> [WHAT YOU WILL DO]: Return the listing below word for word, keeping every line unchanged and in its original order.

> [DATA FOR THIS TASK]:
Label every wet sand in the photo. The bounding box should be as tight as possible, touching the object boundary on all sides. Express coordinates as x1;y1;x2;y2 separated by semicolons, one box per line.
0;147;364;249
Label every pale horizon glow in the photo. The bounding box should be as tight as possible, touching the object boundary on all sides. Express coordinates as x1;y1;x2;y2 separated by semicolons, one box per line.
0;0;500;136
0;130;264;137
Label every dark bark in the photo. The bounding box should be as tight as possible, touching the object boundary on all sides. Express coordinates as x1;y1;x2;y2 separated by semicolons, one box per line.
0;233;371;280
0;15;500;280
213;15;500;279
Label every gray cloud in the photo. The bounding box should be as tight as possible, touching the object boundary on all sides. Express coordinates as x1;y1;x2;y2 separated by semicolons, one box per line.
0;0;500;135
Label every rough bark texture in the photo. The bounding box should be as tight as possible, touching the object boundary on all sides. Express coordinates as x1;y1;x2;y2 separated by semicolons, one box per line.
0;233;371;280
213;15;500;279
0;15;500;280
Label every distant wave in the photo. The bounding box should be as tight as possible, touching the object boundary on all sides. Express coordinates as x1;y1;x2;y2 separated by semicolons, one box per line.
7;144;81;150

> [THE OUTPUT]:
Label every wet sand in the photo. The bounding box should be as tight as possible, touching the object boundary on all sides. Express coordinates as x1;y1;x2;y2 separated by semicolons, one box per line.
0;147;364;249
Label every pale horizon glow in the photo. The bounding box should be as tight as possible, touching the object boundary on all sides. Express coordinates as x1;y1;x2;y2 separated by semicolons, one box per line.
0;0;500;136
0;130;264;137
Label every dark bark in the photo. The bounding box should be as tight as possible, touching the object boundary on all sides. Express coordinates as x1;y1;x2;y2 separated by semicolons, one box per line.
0;233;371;280
0;15;500;280
213;15;500;279
Label every gray cloud in the photo. The bounding box should be as tight as possible, touching the object boundary on all sides. Express coordinates as x1;y1;x2;y2 separated by semicolons, one box per line.
0;0;500;135
Label every rough bark texture in the photo. The bounding box should be as tight as possible, touching the object boundary on all sides. Express coordinates as x1;y1;x2;y2 separated by semicolons, one box per line.
0;233;371;280
213;15;500;279
0;15;500;280
Label every distant wave in the photo. The bounding box should be as tight as possible, touching the object boundary on all sides. Express coordinates as x1;y1;x2;y2 separated by semicolons, one box per line.
7;144;81;150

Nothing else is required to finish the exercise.